Data extracted from a collection:

-- Start --

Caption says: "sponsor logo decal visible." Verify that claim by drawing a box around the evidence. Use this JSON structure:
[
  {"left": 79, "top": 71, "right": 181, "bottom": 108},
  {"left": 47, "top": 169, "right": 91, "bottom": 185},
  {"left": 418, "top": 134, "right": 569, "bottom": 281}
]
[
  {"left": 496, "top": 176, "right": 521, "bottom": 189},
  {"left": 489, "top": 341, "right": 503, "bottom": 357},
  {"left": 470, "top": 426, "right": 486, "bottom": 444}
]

-- End --

Your task: Rewrite all the entries above, requests included, and scale every box coordinate in the answers by 0.6, rounding to whole numbers with halves going up. Leave the numbers in the requests and in their sample structures unchanged.

Response for this exercise:
Caption says: "sponsor logo decal visible." Verify that claim by drawing a box around the evidence. Use this JSON structure:
[
  {"left": 79, "top": 71, "right": 181, "bottom": 108},
  {"left": 47, "top": 169, "right": 91, "bottom": 185},
  {"left": 418, "top": 134, "right": 569, "bottom": 281}
]
[
  {"left": 298, "top": 106, "right": 313, "bottom": 113},
  {"left": 293, "top": 205, "right": 302, "bottom": 214},
  {"left": 282, "top": 256, "right": 292, "bottom": 266}
]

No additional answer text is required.